• Problem details:
All of the material below is to be retyped exactly.

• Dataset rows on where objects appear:
- - - -

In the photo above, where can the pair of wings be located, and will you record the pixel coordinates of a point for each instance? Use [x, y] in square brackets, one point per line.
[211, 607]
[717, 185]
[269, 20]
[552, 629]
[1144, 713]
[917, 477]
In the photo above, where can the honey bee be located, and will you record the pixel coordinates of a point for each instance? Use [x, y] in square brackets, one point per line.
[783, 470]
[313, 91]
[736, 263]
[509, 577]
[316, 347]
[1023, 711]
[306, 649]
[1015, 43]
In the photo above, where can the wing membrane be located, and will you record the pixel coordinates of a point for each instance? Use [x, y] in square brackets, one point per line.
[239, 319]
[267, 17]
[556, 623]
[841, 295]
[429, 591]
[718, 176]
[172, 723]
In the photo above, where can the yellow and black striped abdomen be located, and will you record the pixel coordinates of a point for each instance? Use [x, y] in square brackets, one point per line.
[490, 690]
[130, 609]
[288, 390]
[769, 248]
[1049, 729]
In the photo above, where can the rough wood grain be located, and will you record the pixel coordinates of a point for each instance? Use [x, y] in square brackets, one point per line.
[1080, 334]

- - - -

• Finished task:
In the photo above, where can the pair of wings be located, and will you record the pixel coordinates of a point for each instance? Use [x, y] in square brackets, one point per line.
[211, 607]
[717, 185]
[269, 20]
[552, 629]
[1144, 713]
[917, 477]
In the photo above, where can the honey bee be located, and will you record the pixel coordinates of a point for each instance? Use [x, y] in square brackets, one point per line.
[783, 470]
[313, 91]
[736, 263]
[509, 577]
[316, 347]
[1023, 711]
[306, 649]
[1015, 43]
In the photo above, where can the wing membrane be located, and will you record the pixel coordinates of a point for each instance? Use [x, y] in square brackets, one point per line.
[239, 319]
[267, 17]
[556, 623]
[841, 295]
[429, 591]
[718, 176]
[172, 723]
In the photo above, where can the yellow and black striped abdomen be located, and will you record the pixel coordinates of a point for each instance? Use [x, y] in square brackets, one point per line.
[490, 690]
[130, 609]
[288, 390]
[769, 248]
[1049, 729]
In the photo above, where can the rough wood grain be located, and will you record the pixel coordinates of a point for each instance? Use [x, y] in square brackets, one point per line.
[1080, 334]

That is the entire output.